In the interests of transparency, eLife includes the editorial decision letter and accompanying author responses. A lightly edited version of the letter sent to the authors after peer review is shown, indicating the most substantive concerns; minor comments are not usually included.

Thank you for submitting your article "RIM is essential for stimulated but not spontaneous somatodendritic dopamine release in the midbrain" for consideration by eLife. Your article has been reviewed by three peer reviewers, and the evaluation has been overseen by a Reviewing Editor and Eve Marder as the Senior Editor. The following individuals involved in review of your submission have agreed to reveal their identity: Nicolas Tritsch (Reviewer #1); Pablo E Castillo (Reviewer #2); Louis-Eric Trudeau (Reviewer #3).

The reviewers have discussed the reviews with one another and the Reviewing Editor has drafted this decision to help you prepare a revised submission.

Summary:

The study by Robinson et al. shows that RIM proteins are required for evoked somatodendritic release of dopamine from midbrain DA neurons in mice. Specifically, selective removal of RIM from dopamine midbrain DA neurons abolished D2 receptor mediated-IPSCs induced by electrical bulk stimulation, whereas spontaneous release of dopamine remained intact. Together the data indicate that the mechanisms underlying evoked and spontaneous release of dopamine differ.

Essential revisions:

1) Validation of DA neurons:

- What midbrain dopamine neurons were analyzed in this study (SN, VTA or both)?
....
■ SET OF TASKS ■
1 - Please reproduce the part of the decision letter starting at "The reviewers have" and ending at "a revised submission.".
2 - In the decision letter, who oversaw the evaluation as Senior Editor?

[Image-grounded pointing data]
....
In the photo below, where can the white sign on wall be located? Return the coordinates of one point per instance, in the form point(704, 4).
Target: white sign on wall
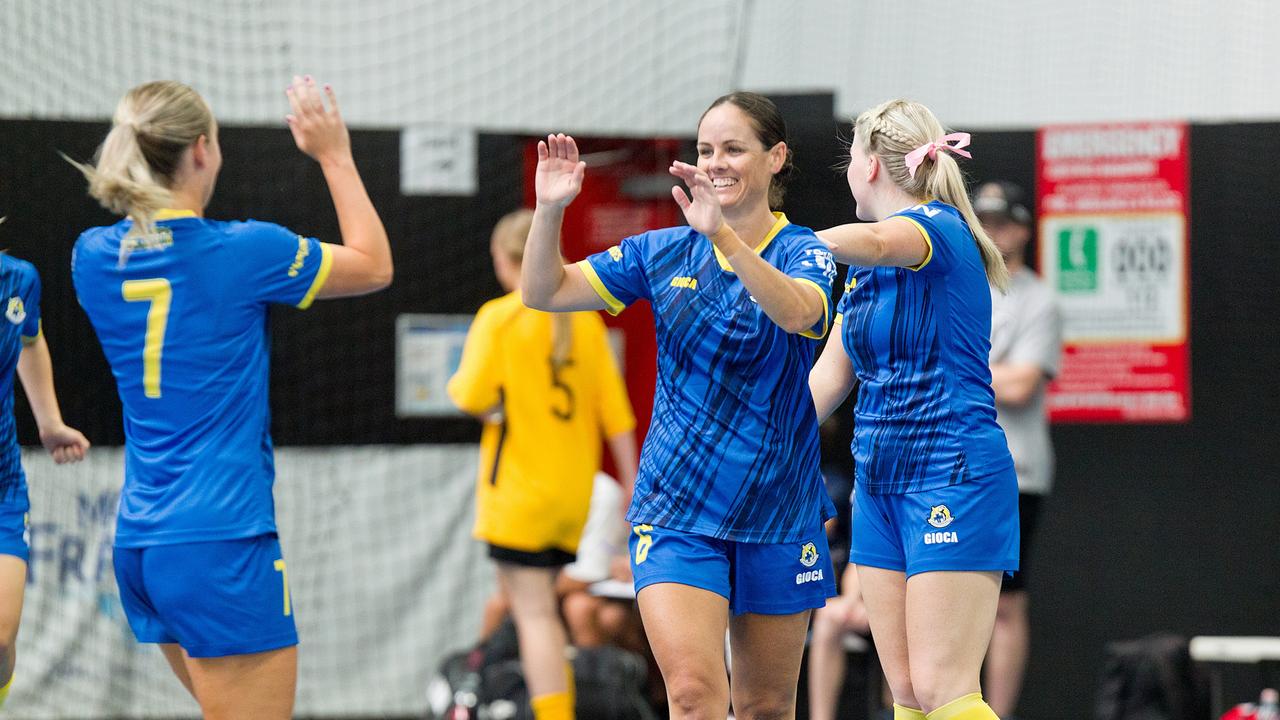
point(428, 351)
point(438, 160)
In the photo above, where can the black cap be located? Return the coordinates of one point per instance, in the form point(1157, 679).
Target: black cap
point(1002, 199)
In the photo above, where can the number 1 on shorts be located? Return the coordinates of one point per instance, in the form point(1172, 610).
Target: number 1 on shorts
point(284, 578)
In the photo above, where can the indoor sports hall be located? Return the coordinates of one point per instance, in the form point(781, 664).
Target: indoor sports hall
point(1144, 136)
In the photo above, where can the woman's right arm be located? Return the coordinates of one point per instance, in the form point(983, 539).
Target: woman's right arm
point(832, 376)
point(545, 281)
point(362, 263)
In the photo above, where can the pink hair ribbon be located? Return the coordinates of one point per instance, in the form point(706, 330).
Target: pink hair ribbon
point(915, 158)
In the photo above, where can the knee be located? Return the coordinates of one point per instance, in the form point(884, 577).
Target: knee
point(764, 706)
point(694, 696)
point(1011, 607)
point(931, 696)
point(580, 616)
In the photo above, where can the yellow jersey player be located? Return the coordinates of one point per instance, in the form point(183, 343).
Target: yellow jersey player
point(548, 391)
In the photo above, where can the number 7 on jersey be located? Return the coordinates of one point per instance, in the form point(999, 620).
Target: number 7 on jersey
point(158, 292)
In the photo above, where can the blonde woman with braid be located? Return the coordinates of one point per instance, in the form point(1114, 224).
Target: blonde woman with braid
point(549, 392)
point(936, 500)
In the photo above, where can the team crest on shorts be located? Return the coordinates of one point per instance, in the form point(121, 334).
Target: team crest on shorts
point(808, 555)
point(17, 313)
point(940, 516)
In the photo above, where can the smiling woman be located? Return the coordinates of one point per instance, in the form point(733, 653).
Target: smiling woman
point(728, 477)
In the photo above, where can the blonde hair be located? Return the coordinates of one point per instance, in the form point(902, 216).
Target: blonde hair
point(135, 167)
point(892, 130)
point(510, 236)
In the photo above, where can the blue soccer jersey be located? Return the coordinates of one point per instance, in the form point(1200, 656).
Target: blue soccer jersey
point(919, 338)
point(19, 292)
point(732, 449)
point(182, 320)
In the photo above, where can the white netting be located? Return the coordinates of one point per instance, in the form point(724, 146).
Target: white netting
point(611, 68)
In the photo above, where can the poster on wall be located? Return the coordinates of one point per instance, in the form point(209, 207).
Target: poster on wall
point(1112, 246)
point(428, 351)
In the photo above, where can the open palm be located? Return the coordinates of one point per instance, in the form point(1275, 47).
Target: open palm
point(560, 172)
point(702, 210)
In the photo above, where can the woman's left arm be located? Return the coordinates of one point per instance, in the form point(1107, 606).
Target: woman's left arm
point(795, 306)
point(894, 242)
point(36, 372)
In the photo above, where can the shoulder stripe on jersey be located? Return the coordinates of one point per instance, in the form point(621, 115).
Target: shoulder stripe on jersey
point(780, 220)
point(826, 309)
point(40, 331)
point(612, 304)
point(170, 214)
point(928, 242)
point(321, 276)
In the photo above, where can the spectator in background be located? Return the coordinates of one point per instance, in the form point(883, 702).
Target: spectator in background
point(1025, 350)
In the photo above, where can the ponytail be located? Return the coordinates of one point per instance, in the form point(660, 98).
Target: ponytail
point(133, 169)
point(947, 185)
point(891, 131)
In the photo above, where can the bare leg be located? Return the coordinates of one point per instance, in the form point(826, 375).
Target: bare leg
point(686, 630)
point(826, 661)
point(13, 584)
point(1006, 660)
point(885, 595)
point(767, 651)
point(949, 621)
point(531, 593)
point(177, 659)
point(259, 686)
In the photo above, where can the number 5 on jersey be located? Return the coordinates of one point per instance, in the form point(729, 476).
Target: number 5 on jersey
point(158, 292)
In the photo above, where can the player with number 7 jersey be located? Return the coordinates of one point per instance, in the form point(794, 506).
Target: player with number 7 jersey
point(179, 304)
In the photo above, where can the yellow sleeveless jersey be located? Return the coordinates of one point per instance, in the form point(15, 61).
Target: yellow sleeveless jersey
point(542, 443)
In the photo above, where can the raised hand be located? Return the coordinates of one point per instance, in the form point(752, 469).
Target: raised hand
point(64, 442)
point(702, 210)
point(560, 173)
point(318, 131)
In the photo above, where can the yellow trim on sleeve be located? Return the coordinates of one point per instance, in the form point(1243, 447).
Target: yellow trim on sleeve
point(826, 326)
point(928, 244)
point(612, 304)
point(780, 220)
point(40, 331)
point(321, 276)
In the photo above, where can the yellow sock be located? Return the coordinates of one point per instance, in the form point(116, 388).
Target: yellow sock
point(968, 707)
point(554, 706)
point(903, 712)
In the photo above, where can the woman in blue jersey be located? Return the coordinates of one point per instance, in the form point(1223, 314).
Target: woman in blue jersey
point(23, 350)
point(179, 304)
point(728, 502)
point(936, 500)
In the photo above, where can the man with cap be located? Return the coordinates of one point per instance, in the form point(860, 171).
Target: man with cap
point(1025, 351)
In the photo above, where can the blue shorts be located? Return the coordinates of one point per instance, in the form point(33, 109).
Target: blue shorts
point(764, 578)
point(14, 538)
point(213, 598)
point(968, 527)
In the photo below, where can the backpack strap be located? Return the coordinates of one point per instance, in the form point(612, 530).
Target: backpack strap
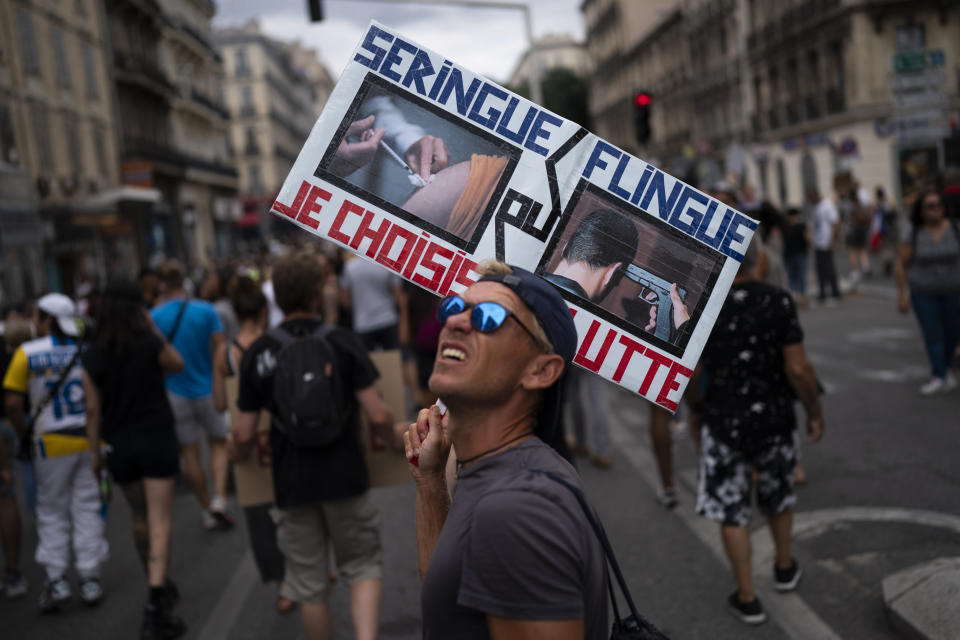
point(642, 624)
point(282, 336)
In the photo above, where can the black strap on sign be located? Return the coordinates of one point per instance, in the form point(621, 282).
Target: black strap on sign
point(635, 625)
point(176, 323)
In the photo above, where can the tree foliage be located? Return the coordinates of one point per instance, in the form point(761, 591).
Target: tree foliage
point(564, 93)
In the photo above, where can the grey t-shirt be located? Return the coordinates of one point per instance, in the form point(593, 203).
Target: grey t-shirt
point(371, 290)
point(515, 544)
point(935, 267)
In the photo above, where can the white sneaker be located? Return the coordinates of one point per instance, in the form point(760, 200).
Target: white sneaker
point(949, 383)
point(936, 385)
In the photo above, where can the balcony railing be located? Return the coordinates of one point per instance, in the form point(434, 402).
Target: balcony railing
point(793, 112)
point(811, 104)
point(835, 101)
point(773, 118)
point(209, 102)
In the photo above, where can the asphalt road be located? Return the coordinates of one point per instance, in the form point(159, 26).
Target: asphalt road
point(881, 496)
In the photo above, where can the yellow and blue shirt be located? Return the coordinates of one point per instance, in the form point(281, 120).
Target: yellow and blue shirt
point(34, 370)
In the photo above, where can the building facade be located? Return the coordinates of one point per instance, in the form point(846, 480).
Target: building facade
point(821, 97)
point(57, 149)
point(553, 51)
point(781, 95)
point(274, 92)
point(199, 124)
point(614, 28)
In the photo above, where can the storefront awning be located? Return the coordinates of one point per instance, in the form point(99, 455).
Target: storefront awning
point(250, 218)
point(108, 199)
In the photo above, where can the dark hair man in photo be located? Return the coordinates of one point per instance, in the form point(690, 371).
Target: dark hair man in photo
point(602, 244)
point(756, 364)
point(315, 381)
point(512, 554)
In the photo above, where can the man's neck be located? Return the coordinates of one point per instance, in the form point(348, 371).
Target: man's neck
point(590, 278)
point(173, 295)
point(480, 430)
point(299, 315)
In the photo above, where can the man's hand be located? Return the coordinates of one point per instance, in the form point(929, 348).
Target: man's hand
point(428, 440)
point(351, 156)
point(96, 461)
point(814, 429)
point(903, 303)
point(427, 155)
point(680, 312)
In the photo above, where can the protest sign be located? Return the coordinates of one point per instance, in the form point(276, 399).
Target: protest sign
point(643, 260)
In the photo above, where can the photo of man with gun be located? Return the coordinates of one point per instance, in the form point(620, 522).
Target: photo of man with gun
point(602, 249)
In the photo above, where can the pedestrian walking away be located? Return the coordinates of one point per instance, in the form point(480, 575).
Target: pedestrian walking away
point(929, 265)
point(315, 381)
point(194, 329)
point(126, 405)
point(16, 331)
point(826, 225)
point(68, 498)
point(250, 307)
point(756, 363)
point(512, 554)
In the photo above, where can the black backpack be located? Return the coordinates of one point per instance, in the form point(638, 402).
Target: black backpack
point(307, 388)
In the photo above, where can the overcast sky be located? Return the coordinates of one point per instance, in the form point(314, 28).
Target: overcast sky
point(489, 41)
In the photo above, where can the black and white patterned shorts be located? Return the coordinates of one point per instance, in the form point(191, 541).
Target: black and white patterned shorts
point(725, 482)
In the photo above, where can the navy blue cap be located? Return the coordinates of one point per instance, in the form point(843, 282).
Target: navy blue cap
point(553, 315)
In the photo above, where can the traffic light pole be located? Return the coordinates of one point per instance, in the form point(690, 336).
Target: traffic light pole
point(535, 93)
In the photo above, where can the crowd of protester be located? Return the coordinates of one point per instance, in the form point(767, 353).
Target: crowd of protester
point(130, 384)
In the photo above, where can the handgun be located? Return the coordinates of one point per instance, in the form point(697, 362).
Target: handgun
point(635, 306)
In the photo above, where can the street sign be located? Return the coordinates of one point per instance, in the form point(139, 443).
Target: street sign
point(918, 60)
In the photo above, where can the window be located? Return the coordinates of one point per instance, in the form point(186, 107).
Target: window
point(253, 172)
point(782, 181)
point(242, 66)
point(8, 143)
point(252, 147)
point(90, 70)
point(911, 37)
point(60, 53)
point(73, 143)
point(99, 147)
point(41, 131)
point(246, 106)
point(28, 42)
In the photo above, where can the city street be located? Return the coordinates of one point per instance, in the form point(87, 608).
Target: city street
point(881, 495)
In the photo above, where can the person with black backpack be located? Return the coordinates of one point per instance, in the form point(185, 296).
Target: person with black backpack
point(315, 380)
point(48, 372)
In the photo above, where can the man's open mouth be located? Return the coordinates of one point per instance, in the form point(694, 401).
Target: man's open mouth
point(452, 353)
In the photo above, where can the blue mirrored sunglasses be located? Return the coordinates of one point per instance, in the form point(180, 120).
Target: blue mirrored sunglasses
point(486, 317)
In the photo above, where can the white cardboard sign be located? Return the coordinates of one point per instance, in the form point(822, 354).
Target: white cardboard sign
point(643, 260)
....
■ ANSWERS TO THE TASKS ■
1 -
The reviewers have discussed the reviews with one another and the Reviewing Editor has drafted this decision to help you prepare a revised submission.

2 - Eve Marder